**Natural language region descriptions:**
- - - - -

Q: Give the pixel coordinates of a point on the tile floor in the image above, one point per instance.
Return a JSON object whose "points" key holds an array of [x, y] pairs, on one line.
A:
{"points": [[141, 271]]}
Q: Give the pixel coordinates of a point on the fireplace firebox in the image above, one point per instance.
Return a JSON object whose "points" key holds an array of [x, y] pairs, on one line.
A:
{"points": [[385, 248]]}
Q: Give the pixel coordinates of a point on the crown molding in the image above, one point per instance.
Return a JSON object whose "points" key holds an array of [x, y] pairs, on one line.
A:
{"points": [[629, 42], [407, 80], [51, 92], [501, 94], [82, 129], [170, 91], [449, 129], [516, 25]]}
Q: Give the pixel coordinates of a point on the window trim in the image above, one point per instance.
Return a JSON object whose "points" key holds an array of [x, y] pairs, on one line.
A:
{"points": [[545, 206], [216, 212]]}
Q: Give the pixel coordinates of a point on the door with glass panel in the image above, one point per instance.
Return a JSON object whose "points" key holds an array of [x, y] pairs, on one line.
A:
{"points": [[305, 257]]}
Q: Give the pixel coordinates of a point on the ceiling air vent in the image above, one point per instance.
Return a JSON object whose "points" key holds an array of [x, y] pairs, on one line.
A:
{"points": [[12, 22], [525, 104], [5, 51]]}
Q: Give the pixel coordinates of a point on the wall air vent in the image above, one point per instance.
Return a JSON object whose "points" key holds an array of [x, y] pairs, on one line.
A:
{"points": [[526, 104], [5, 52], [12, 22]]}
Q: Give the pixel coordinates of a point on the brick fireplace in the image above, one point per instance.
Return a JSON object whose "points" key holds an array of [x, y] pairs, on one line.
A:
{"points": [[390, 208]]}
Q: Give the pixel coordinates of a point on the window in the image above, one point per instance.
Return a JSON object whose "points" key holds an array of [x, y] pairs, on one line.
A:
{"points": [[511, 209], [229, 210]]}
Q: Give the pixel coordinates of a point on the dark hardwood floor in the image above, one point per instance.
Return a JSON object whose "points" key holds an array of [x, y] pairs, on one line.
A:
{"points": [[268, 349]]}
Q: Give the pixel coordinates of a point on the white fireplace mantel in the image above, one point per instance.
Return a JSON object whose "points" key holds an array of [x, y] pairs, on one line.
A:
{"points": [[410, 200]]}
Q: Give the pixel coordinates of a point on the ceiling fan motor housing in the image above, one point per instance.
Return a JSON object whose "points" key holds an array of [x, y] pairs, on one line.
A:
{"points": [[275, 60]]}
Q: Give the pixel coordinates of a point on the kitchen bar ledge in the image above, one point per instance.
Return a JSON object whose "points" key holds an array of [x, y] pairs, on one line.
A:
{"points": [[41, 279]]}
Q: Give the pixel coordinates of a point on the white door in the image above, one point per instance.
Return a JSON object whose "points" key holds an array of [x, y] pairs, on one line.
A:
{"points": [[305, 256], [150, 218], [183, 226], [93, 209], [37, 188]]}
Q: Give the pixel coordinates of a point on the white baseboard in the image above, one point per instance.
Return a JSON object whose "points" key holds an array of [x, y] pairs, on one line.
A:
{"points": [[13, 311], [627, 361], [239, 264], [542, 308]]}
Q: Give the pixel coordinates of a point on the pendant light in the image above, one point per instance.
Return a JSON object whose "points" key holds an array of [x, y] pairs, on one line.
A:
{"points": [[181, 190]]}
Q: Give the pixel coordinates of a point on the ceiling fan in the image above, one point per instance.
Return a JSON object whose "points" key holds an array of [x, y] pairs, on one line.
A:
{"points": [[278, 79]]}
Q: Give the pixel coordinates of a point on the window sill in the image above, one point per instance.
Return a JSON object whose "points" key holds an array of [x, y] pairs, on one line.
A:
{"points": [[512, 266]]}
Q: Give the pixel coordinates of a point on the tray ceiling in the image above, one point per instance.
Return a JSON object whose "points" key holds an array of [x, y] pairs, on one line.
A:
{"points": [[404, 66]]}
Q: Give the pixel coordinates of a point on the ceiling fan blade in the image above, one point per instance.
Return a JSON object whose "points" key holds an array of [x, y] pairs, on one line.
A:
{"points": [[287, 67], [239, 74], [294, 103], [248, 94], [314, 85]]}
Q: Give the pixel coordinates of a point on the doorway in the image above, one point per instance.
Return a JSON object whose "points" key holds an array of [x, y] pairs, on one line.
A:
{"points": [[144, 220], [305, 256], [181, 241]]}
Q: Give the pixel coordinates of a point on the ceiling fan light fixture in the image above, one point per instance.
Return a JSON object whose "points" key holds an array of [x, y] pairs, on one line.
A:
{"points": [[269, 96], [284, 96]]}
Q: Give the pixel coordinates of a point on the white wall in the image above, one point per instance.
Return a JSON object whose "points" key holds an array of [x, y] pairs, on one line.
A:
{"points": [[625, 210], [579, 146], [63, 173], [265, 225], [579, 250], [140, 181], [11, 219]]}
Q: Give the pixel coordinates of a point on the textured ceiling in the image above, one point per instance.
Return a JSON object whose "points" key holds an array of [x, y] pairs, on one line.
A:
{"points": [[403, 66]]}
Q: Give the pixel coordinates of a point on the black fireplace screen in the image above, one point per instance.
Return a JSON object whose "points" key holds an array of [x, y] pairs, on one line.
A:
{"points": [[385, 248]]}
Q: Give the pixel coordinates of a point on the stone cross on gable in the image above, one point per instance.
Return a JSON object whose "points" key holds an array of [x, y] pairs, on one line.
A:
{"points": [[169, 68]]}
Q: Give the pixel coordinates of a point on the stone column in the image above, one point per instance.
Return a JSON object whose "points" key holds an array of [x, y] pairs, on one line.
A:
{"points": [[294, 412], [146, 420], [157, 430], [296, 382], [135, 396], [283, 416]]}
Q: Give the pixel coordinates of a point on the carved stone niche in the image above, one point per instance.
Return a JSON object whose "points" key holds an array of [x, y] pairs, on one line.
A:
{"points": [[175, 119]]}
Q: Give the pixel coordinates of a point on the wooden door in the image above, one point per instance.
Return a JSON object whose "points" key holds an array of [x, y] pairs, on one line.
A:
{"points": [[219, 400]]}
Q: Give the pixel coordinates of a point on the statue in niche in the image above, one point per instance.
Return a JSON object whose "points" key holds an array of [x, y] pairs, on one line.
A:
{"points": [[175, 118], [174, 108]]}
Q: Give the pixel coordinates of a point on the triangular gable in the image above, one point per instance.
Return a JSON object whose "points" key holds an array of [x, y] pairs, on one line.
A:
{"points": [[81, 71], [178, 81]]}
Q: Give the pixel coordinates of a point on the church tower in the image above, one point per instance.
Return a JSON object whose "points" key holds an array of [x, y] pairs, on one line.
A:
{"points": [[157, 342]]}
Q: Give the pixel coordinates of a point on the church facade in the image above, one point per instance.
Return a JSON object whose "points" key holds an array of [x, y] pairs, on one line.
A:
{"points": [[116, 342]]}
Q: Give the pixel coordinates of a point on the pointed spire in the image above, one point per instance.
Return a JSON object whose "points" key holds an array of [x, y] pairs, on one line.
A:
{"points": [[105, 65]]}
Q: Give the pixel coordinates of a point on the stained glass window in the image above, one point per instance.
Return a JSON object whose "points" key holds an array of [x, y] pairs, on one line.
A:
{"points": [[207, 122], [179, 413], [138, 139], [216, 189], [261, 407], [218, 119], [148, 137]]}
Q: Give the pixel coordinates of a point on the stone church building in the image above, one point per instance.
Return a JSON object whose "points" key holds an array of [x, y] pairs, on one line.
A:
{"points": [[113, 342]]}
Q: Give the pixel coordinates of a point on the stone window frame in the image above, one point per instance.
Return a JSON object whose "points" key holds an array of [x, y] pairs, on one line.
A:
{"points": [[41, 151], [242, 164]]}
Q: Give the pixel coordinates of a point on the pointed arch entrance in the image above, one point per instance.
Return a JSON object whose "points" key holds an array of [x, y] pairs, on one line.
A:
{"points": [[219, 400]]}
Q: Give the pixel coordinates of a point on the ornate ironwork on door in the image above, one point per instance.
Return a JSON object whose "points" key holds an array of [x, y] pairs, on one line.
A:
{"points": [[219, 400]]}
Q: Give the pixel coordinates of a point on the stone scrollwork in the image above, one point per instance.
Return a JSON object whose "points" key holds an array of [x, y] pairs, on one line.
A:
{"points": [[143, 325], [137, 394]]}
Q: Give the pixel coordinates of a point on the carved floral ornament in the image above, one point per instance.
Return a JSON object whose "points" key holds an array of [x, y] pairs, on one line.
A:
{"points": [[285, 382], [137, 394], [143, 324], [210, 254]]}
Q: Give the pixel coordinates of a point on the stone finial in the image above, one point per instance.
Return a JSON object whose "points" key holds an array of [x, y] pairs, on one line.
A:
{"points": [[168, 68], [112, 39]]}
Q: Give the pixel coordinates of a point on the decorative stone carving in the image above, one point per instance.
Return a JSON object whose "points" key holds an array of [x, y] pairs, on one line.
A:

- - - - -

**Work item:** Say how many lines in the records include the string "pointed", giving the figure by itself.

**Result of this exercise:** 2